Se o “social” nada significa de relevante, porque é tão usado? Porque o sentido oculto dessa palavra é “socialismo”, ou seja, a intervenção coletiva, política, estatal, na esfera de autonomia individual, mesmo e sobretudo aquela em que as pessoas não estão tomando dos outros o que não lhes pertence. Em outras palavras, “social”, nesse contexto, consiste em ações coercitivas por meios das quais aqueles que detém o Poder Político ordenam os comportamentos e dispõem do patrimônio dos indivíduos da forma que bem entendem, dando a cada um o que, segundo critérios inteiramente arbitrários, entendem que cada um merece. Vê-se que o “social” é mais do que tautológico em relação à justiça. É incompatível com ela. “Justiça social” é pura e simplesmente injustiça. E quem aceita esse conceito distorcido e contraditório como premissa para o debate, mesmo que não seja socialista, já admitiu a viabilidade prática e conferiu validade moral ao socialismo.

--- --- ---

▶ _O QUE FAZER_:
• 1. Segundo o trecho sobre a justiça social, por que a palavra "social" é tão usada, se nada significa de relevante? Responda em até três frases.
• 2. Prossiga com o texto sobre a justiça social, começando logo depois da última frase.

--- --- ---

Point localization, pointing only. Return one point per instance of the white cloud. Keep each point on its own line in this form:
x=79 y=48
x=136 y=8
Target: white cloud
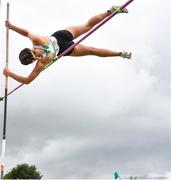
x=86 y=117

--- --- ---

▶ _PROBLEMAS RESOLVIDOS_:
• 1. Porque o sentido oculto dessa palavra é "socialismo". Ela indica a intervenção coletiva, política e estatal na esfera de autonomia individual, mesmo e sobretudo quando as pessoas não estão tomando dos outros o que não lhes pertence.

• 2.
“POLÍTICA PÚBLICA” – Política origina-se do grego polis, cidade-estado, daí politiké, ciência dos negócios de Estado, ou seja dos negócios públicos, sendo que público tem raiz no latim publicu, relativo à coletividade, oficial, estatal. Ou seja, “política pública” é mais uma expressão vazia, pois se é política já é pública. Seu uso tem se disseminado a partir das principais estações difusoras do gramscismo – as universidades – sobretudo por soar bonito, vestindo um modelito novo e sedutor às velhas e já algo desgastadas “políticas sociais”, intervenções estatais indevidas no domínio particular para “resolver” problemas que desastradas “políticas sociais” anteriores causaram. “Política pública” é, assim, mais um eufemismo para – adivinhem? – socialismo.

“NEOLIBERALISMO” – Liberalismo é o nome de um conjunto de idéias e doutrinas que basicamente defendem a liberdade individual contra o Poder Político, formuladas por filósofos e economistas como John Locke, David Hume, Adam Smith, Herbert Spencer, Frédéric Bastiat e John Stuart Mill. A partir da segunda metade do século 19 o prestígio do liberalismo decaiu tão rapidamente quanto ascendeu a aceitação geral do socialismo entre os intelectuais e políticos, com sua ênfase na ação coletiva e estatal como meio de se alcançar a plena liberdade e dignidade do Homem. O liberalismo então extinguiu-se como doutrina politicamente eficaz, subsistindo apenas na obra de um punhado de estudiosos e publicistas isolados e espalhados pelo mundo, como Walter Lippmann, Wilhelm Ropke, Ludwig von Mises e Frank Knight.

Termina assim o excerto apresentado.